### Exercise objective
Copy out all of the material below word for word, leaving out the pictures.

### Dataset material about object locations
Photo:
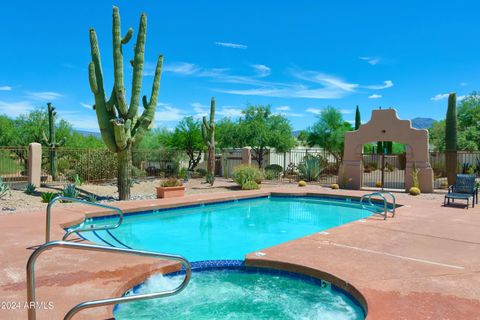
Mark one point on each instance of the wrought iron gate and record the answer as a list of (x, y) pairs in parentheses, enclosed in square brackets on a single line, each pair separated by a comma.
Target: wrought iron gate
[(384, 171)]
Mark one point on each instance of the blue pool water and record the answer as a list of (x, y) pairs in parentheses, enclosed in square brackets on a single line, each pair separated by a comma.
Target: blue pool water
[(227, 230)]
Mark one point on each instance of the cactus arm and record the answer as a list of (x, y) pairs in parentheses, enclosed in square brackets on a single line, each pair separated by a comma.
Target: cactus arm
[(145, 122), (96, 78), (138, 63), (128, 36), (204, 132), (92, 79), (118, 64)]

### Response below
Photo:
Mark one point on each instance of the wrought iron gate and record the answer as a list of (x, y) pairs in parentheses, enclosed in square brackets on a single line, each pair separated by a comma.
Target: wrought iron gate
[(384, 171)]
Mark one point on each instance of the blue pool water and record the answer as a list of (x, y) pairs in parentheses, enclosed in square brackets on a single line, each pair separated by a comma.
Target: blue pool water
[(227, 230)]
Mark one point on each instance of the cactus arm and record the answer as a list of (x, y) pairs in parentheses, enclosed in square brackets on a single line, each pair separated by a comma.
Target: cactus arm
[(145, 122), (96, 78), (138, 63), (128, 36), (204, 132), (92, 79), (118, 64)]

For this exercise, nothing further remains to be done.